- _練習問題 A_
下のリストを、"of the duck" を含む行から最後の行まで、一字も変えずに書き写してください。

- _抜粋_
シンプルにいえば、昭和史(前半)の太平洋戦争を第一次世界大戦終結
(1919)からの歴史の流れとして見るのか、もっと長期的にペリー来航
(1853)あたりから見るのかによって、太平洋戦争(当時の言葉でいえ
ば「大東亜戦争」)の「意義」が多少違ってくるということかしらん。
本書は、林房雄によって書かれた後者の見方の代表である。
昭和38(1963)年から40(1965)年にかけて『中央公論』にかけて
16回にわたり連載され、39、40年に番町書房から刊行。
平成18(2006)年「普及版」が夏目書房より刊行。
平成26(2014)年11月25日、初めて中公文庫化された。
長年、読みたいと思っていた本が文庫化されることは利便性の観点から
うれしいことである。
林房雄は明治36(1903)年生まれ。熊本の五高から東京帝大法科に進
学している(中退)。
林の生きた時代は、
20歳頃・・・・・・ワシントン会議、関東大震災
30歳頃・・・・・・満州事変、国際連盟脱退
40歳頃・・・・・・太平洋戦争
50歳頃・・・・・・サンフランシスコ講和条約
60歳頃・・・・・・本書を執筆
である。

- _練習問題 B_
上にある林房雄の本の紹介文を、最後の文のあとから書き継いでください。

点アノテーションデータからの抜粋
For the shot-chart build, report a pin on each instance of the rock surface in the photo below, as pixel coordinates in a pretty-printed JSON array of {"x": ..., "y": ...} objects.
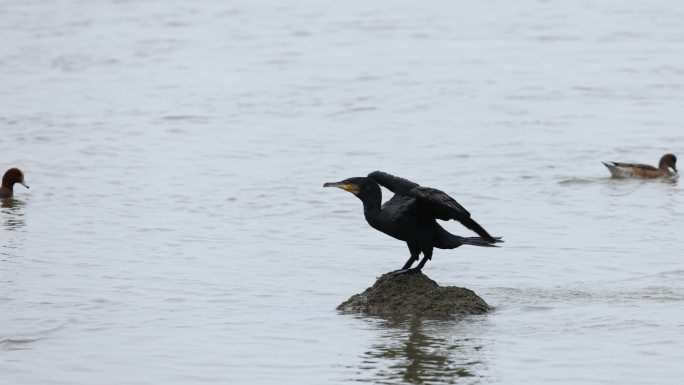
[{"x": 414, "y": 294}]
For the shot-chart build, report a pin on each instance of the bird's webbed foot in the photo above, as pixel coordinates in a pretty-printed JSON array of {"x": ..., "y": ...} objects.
[{"x": 414, "y": 270}]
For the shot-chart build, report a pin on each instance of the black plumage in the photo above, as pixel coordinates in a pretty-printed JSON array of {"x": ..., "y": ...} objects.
[{"x": 411, "y": 215}]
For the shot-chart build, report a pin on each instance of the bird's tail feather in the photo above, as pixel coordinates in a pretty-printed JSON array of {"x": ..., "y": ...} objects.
[{"x": 479, "y": 241}]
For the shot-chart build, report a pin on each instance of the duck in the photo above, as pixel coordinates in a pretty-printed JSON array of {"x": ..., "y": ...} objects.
[
  {"x": 666, "y": 169},
  {"x": 12, "y": 176}
]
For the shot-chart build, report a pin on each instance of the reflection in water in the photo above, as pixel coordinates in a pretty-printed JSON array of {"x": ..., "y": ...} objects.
[
  {"x": 422, "y": 352},
  {"x": 12, "y": 212}
]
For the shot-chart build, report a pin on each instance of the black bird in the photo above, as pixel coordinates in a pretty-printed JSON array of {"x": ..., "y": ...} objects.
[{"x": 411, "y": 215}]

- _解答例 A_
For the shot-chart build, report a pin on each instance of the duck in the photo above, as pixel coordinates in a pretty-printed JSON array of {"x": ..., "y": ...} objects.
[
  {"x": 666, "y": 169},
  {"x": 12, "y": 176}
]
For the shot-chart build, report a pin on each instance of the reflection in water in the photo above, as pixel coordinates in a pretty-printed JSON array of {"x": ..., "y": ...} objects.
[
  {"x": 422, "y": 352},
  {"x": 12, "y": 212}
]
For the shot-chart build, report a pin on each instance of the black bird in the photo above, as pixel coordinates in a pretty-printed JSON array of {"x": ..., "y": ...} objects.
[{"x": 411, "y": 215}]

- _解答例 B_
<目次>
1. 東亜百年戦争
2. 薩英戦争と馬関戦争
3. 明治維新と英仏謀略戦
4. 征韓論
5. 武装せる天皇制
6. 日清戦争と三国干渉
7. 日露戦争の推進者
8. 右翼とファッシズム
9. ホーマー・リー氏の日米必戦論
10. 朝鮮併合
11. 条約改正
12. 昭和動乱の思想的背景
13. 満州事変の序曲
14. 内政派と外政派
15. 日中戦争への発展
16. 昭和維新
17. 大東亜戦争開戦
18. ナショナリズムには牙がある
19. 日本・アジア・世界
○本書の主張(結論)は、大東亜戦争は、江戸時代弘化年間(1845年頃)
から始まる100年戦争の終曲(終局?)であった。現在(昭和40年当時)
の日本には休養をすすめる、というものである。
○本書は、明治維新前から太平洋戦争終戦までの歴史というよりは、そ
の間の事件に関する一考察という論考を積み重ねたものとなっている。
○本書には他の書物等からの引用が豊富である。(「昭和30年代半ばま
での左翼・右翼、そして中立系の作家、評論家の論も手際よく紹介して
いるので、その時代の様相がはっきりとわかってくる」[保阪正康氏])。
これはおもしろい。
○本書を読むには、日本の近現代史に関する、ある程度の知識があった
方がいいかもしれない。本書をもとに『林房雄「大東亜戦争肯定論」を
読む』とか『コンメンタール「大東亜戦争肯定論」』を出版するとおも
しろいだろう。佐藤優氏の出番かしらん。
○保阪正康氏の言葉を借りれば、「林氏の筆調の背景には、むろん林氏
の年代からくる近代日本の価値体系の随伴者という同時代者の発想
がいたるところにある」。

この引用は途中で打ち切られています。